*** Begin section ***

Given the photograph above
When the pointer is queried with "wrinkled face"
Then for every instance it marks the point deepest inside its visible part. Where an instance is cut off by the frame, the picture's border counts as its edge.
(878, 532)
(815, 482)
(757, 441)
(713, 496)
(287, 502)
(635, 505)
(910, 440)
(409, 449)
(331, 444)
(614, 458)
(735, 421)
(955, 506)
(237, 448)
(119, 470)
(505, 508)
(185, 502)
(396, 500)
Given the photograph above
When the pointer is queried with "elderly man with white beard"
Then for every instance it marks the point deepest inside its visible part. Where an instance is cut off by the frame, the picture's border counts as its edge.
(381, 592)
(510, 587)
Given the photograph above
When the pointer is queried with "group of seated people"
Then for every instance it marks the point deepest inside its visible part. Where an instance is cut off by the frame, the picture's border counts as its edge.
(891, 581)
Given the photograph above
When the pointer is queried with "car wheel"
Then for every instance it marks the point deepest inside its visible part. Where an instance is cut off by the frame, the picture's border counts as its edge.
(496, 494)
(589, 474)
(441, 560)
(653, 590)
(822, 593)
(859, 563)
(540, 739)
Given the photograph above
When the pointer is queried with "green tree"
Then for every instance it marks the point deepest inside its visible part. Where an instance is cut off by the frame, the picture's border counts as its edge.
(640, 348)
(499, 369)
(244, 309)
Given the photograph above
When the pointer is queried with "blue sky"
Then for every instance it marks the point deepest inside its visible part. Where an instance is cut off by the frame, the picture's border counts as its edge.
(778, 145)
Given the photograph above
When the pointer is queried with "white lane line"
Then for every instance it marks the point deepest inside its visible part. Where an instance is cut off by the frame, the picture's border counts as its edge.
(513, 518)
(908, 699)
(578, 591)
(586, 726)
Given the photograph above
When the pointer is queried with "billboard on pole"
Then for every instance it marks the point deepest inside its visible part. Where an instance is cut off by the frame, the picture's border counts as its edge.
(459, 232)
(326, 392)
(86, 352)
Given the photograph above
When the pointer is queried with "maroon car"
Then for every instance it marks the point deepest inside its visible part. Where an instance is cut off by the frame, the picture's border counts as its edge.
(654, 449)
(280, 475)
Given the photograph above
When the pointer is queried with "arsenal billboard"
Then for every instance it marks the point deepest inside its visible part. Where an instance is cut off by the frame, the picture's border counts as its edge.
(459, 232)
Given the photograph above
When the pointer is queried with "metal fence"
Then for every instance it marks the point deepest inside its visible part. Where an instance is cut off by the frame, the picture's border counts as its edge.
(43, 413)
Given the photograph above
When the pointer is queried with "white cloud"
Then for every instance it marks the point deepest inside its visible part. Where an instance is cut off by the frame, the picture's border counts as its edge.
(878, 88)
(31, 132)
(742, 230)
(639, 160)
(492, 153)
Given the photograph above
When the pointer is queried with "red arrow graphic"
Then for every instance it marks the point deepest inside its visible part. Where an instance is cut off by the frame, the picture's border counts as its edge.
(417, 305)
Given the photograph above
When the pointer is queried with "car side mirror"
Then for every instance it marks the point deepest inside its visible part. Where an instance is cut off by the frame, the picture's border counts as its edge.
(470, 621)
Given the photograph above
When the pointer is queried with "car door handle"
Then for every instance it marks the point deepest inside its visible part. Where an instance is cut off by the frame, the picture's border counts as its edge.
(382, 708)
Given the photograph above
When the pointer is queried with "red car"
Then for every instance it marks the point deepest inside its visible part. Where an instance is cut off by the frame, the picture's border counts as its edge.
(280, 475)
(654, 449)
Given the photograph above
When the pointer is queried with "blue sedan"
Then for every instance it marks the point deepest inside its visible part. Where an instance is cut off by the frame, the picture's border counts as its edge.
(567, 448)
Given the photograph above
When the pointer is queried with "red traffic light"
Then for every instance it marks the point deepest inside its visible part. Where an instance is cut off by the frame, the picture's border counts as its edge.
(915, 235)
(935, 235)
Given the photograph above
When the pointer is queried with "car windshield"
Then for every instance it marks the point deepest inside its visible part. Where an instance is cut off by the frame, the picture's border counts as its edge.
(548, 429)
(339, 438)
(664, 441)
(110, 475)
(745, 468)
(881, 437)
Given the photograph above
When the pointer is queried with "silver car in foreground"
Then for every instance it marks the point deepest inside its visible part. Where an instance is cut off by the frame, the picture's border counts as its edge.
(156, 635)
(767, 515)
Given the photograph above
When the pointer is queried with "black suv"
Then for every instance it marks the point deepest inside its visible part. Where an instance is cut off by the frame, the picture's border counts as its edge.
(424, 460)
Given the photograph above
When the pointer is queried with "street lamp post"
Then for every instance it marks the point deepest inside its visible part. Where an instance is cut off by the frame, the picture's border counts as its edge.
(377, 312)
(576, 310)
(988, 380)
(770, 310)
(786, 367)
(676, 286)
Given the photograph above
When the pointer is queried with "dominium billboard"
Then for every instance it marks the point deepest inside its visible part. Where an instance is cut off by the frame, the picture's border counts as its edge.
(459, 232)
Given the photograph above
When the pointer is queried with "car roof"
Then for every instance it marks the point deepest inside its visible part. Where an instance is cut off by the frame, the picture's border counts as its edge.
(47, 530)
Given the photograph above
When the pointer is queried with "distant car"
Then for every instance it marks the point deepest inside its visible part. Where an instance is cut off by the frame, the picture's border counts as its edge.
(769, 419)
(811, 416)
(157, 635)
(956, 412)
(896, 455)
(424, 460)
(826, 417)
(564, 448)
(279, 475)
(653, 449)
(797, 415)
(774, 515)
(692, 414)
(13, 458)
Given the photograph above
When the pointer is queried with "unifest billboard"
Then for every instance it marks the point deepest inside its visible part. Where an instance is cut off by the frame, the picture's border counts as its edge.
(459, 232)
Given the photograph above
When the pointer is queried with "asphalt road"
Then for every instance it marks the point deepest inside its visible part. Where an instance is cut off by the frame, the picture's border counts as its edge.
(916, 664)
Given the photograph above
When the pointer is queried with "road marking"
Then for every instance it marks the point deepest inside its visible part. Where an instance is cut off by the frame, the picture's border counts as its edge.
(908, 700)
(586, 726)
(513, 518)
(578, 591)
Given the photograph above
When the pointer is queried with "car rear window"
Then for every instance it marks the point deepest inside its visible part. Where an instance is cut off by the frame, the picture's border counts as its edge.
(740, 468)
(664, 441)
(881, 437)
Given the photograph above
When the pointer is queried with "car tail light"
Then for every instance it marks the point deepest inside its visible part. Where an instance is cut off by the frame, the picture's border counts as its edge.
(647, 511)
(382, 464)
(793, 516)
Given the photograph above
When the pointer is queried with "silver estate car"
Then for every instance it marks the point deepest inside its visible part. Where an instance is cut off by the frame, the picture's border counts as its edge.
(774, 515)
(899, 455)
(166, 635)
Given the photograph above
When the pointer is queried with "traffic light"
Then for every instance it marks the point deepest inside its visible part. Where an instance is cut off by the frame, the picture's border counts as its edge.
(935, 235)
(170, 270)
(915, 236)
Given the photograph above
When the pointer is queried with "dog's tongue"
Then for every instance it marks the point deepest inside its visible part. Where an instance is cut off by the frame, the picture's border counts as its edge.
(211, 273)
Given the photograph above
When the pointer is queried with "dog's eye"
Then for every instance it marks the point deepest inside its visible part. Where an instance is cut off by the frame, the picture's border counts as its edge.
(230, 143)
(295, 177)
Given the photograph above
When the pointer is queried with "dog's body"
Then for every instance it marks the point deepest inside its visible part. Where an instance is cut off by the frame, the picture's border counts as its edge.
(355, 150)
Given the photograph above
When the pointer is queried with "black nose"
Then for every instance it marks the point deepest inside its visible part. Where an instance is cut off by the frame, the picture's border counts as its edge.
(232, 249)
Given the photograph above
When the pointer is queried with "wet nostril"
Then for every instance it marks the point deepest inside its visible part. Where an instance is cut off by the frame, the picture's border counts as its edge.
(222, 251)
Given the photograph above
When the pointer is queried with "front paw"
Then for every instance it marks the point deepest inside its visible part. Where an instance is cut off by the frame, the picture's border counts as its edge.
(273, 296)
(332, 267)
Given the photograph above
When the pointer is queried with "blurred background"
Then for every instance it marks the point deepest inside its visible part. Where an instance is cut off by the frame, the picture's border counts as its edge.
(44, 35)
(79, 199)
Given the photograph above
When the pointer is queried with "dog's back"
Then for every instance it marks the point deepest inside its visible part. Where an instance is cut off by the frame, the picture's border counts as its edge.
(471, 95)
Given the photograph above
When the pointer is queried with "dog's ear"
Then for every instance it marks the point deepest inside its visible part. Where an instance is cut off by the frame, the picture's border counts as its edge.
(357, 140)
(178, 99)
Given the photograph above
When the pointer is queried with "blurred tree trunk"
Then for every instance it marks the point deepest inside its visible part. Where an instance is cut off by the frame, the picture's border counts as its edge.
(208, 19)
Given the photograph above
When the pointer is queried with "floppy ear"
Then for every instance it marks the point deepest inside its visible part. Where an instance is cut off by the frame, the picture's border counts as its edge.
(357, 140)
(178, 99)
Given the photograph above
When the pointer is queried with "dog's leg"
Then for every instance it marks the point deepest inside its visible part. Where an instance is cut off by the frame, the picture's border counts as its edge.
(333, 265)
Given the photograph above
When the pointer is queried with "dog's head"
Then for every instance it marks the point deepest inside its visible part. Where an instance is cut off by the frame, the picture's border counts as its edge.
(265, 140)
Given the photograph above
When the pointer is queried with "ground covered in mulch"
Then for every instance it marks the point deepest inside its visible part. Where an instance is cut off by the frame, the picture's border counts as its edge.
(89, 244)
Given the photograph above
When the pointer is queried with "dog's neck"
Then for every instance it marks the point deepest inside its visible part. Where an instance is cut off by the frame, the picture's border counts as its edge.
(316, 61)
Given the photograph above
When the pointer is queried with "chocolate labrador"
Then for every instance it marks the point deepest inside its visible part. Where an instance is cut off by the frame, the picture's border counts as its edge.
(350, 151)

*** End section ***

*Required action*.
In the entries above, count each line holding "blurred" and report the total and nothing more.

*Answer*.
2